[Stored data]
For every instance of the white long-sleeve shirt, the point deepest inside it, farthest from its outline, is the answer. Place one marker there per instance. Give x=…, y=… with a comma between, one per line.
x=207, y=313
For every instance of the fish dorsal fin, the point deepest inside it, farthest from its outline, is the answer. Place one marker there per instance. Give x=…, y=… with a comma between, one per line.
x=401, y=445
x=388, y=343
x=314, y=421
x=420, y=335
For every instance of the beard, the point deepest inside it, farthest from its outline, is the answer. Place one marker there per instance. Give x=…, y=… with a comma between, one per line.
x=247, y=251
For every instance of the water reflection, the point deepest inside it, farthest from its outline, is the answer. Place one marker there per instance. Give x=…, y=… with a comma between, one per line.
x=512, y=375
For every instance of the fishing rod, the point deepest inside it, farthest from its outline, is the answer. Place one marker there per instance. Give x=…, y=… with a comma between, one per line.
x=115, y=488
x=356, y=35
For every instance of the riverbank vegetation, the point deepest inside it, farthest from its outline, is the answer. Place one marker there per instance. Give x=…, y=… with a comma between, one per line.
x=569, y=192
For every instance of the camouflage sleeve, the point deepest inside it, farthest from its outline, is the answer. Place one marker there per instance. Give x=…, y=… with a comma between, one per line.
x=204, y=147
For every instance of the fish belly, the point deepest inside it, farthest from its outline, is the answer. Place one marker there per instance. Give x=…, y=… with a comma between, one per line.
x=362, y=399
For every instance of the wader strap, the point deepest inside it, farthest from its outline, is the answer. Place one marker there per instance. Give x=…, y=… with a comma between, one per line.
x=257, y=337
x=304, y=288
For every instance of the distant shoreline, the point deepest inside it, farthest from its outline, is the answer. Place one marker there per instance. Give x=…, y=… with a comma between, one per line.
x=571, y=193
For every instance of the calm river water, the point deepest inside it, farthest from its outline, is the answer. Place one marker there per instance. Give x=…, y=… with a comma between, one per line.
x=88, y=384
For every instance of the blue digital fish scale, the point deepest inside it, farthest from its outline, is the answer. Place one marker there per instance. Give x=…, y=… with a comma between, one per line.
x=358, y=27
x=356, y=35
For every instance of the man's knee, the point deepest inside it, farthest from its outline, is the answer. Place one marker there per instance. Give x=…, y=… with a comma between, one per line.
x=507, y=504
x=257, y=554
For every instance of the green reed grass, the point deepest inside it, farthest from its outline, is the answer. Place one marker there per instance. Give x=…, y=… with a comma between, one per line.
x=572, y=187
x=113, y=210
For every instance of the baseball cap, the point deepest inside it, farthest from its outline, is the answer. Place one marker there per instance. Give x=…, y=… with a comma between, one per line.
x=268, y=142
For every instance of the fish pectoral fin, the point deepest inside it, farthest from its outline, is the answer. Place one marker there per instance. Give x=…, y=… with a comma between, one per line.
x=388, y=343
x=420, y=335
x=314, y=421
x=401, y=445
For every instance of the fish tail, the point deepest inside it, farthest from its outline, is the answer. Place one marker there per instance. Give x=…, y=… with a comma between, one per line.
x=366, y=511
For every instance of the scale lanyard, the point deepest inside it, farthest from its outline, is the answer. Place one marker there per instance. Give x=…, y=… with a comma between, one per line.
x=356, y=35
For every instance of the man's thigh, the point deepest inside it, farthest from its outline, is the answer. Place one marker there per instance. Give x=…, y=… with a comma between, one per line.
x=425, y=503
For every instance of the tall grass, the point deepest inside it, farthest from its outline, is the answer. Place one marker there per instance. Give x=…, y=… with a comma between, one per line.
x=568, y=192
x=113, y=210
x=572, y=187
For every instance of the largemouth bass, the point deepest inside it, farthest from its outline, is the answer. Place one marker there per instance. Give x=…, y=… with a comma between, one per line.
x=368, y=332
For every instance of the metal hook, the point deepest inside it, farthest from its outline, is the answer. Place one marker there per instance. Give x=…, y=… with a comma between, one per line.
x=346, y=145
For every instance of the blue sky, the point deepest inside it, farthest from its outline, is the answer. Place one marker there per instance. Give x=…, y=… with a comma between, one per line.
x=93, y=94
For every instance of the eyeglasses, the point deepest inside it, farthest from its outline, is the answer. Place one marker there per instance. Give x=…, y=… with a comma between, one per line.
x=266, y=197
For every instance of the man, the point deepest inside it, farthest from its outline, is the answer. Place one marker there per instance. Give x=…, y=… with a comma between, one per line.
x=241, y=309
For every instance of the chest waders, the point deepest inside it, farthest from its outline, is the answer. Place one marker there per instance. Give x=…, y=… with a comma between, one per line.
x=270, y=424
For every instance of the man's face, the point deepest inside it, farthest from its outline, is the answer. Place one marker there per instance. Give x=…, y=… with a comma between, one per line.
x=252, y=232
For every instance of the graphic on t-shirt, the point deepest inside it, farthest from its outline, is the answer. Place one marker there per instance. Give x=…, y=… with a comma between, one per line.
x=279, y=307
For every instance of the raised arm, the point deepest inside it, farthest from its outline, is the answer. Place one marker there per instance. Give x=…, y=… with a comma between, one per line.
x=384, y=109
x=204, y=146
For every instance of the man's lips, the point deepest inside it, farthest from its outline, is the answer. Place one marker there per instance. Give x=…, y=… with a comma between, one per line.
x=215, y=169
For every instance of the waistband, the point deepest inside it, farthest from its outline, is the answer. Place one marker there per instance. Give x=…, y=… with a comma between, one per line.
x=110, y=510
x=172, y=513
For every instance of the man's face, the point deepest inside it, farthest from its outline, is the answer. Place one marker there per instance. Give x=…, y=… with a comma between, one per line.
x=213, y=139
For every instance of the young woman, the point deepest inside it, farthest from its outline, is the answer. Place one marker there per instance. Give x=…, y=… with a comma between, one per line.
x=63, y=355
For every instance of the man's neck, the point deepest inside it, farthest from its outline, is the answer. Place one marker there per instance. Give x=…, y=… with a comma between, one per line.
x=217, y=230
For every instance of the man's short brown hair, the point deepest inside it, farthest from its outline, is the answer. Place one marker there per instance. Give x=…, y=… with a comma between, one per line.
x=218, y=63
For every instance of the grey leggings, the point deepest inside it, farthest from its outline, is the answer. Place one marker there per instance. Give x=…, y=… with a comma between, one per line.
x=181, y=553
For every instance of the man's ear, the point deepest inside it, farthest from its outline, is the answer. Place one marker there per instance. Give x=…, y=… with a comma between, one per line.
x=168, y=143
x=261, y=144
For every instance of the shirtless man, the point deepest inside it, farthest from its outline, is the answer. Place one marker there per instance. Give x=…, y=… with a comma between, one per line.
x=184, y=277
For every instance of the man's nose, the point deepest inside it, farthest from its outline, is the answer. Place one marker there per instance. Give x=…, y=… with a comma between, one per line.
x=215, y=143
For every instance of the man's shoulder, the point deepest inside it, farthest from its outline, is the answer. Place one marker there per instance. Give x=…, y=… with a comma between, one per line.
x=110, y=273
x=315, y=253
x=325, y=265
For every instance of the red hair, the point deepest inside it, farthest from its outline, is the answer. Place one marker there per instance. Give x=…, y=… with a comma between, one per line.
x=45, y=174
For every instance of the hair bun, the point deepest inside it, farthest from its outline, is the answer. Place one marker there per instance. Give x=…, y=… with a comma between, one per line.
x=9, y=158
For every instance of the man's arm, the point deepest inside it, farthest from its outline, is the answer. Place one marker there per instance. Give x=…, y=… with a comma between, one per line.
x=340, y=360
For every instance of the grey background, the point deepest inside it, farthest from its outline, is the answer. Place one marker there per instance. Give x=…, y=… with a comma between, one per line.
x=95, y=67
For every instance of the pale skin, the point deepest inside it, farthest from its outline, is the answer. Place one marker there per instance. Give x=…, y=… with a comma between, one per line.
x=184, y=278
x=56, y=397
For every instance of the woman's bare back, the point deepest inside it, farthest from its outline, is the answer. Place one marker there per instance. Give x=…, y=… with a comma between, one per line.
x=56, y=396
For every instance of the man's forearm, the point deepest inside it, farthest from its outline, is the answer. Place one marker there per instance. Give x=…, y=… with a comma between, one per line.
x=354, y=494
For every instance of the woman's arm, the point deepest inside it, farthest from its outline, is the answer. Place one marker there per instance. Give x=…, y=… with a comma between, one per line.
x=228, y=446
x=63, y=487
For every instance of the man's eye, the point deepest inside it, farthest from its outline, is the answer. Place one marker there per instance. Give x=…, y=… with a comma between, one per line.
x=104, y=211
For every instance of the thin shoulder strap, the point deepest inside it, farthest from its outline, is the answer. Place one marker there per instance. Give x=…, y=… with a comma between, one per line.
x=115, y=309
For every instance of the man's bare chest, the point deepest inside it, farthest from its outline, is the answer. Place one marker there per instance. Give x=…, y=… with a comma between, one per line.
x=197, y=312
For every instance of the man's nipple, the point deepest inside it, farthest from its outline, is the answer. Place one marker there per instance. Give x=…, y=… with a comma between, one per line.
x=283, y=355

**WORK TO BE COMPLETED**
Output nothing but the lines from the one containing "For every instance of the woman's bare" through the last line of the data, exactly as they stand.

**ANSWER BELOW**
For every instance of the woman's bare back, the point deepest inside it, farthest from its outline, is the answer. Place one marker there per instance. Give x=…, y=… with a comma between, one per line.
x=56, y=396
For every instance of the man's forearm, the point deepest inside it, farthest from its outline, is the answer. Place one marker there per instance. Give x=…, y=… with a comma between, one per line.
x=354, y=494
For every instance of the woman's arm, the point deepest inside it, farthest from its outline, is the answer. Place one marker there per instance. Give x=…, y=… with a comma between, one per line.
x=228, y=446
x=63, y=487
For every instance of the man's eye, the point deepest inside it, farthest from its outline, is the answer. Place one marker there per instance. Give x=…, y=… with a comma between, one per line.
x=104, y=211
For every instance of the thin shoulder strap, the point deepest inside it, farthest from its outline, is the answer. Place one marker there per instance. Give x=…, y=… with a comma between, one per line.
x=115, y=309
For every instance of the man's bare chest, the point deepest inside it, farthest from its outline, is the answer. Place one marker there per instance. Give x=…, y=… with a comma between, one per line.
x=197, y=312
For every instance of the man's nipple, the point deepest inside it, farthest from its outline, is the answer. Place one marker there per instance. Give x=…, y=… with a comma between, one per line.
x=283, y=355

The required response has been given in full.